Lithium carbonate pricing spikes during the pandemic hit the stationary BESS sector particularly hard due to the higher proportion used in lithium iron phosphate (LFP) battery cells over other types, such as nickel manganese cobalt (NMC), which are more commonly used in electric vehicle (EV) applications.

BMI said in a research note this week (13 May) that production of the metal in mainland China, Chile and Australia—the world’s top three producers—will grow annually by an average 10.6% between this year and 2033.

This production growth is expected to keep prices below 2022 levels, according to BMI.

The group offered forecasts for battery prices over the next five years in three different scenarios: high-priced, moderate-priced, and low-priced.

In the high-priced scenario, higher-than-expected price fluctuations in lithium, nickel and copper would see battery prices rise from a 2024 average of US$100/kWh to US$102/kWh in 2025. This might occur due to production remaining heavily concentrated in China, leading to bottlenecks in the supply chain.

- LISTED ENTRIES:
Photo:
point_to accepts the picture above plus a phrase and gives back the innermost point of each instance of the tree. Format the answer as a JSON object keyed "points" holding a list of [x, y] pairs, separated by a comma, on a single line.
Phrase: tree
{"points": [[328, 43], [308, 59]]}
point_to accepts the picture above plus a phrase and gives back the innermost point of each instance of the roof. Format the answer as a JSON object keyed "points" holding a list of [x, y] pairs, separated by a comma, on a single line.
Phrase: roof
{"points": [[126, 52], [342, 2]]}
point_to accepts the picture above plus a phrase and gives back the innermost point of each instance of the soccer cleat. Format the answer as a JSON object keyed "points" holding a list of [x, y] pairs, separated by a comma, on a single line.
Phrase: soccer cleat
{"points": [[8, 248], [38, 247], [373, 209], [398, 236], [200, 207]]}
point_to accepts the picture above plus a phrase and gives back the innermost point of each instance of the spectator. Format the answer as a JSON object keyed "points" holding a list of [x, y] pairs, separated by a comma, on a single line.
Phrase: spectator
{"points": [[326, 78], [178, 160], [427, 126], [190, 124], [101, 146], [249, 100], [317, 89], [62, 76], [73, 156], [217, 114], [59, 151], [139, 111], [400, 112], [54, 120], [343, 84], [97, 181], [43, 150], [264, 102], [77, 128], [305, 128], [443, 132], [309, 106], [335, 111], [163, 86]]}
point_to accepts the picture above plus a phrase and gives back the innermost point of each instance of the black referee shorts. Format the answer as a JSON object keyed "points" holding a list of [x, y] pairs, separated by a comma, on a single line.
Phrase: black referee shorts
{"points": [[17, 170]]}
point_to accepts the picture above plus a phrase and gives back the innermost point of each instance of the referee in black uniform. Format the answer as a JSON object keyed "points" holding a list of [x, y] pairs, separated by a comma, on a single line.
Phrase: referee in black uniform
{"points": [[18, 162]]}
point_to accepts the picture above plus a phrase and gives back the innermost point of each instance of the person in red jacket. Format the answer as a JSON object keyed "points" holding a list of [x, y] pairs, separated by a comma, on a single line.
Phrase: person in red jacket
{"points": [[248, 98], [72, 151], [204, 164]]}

- APPLY WHAT YOU READ:
1 – Please repeat the lithium pricing text from "Lithium carbonate pricing" up to and including "year and 2033.", word for word.
2 – In the lithium pricing text, what average annual growth does BMI forecast for lithium production in the world's top three producers between this year and 2033?

- RESPONSES TO THE TASKS:
1 –
Lithium carbonate pricing spikes during the pandemic hit the stationary BESS sector particularly hard due to the higher proportion used in lithium iron phosphate (LFP) battery cells over other types, such as nickel manganese cobalt (NMC), which are more commonly used in electric vehicle (EV) applications.

BMI said in a research note this week (13 May) that production of the metal in mainland China, Chile and Australia—the world’s top three producers—will grow annually by an average 10.6% between this year and 2033.

2 – An average of 10.6% per year.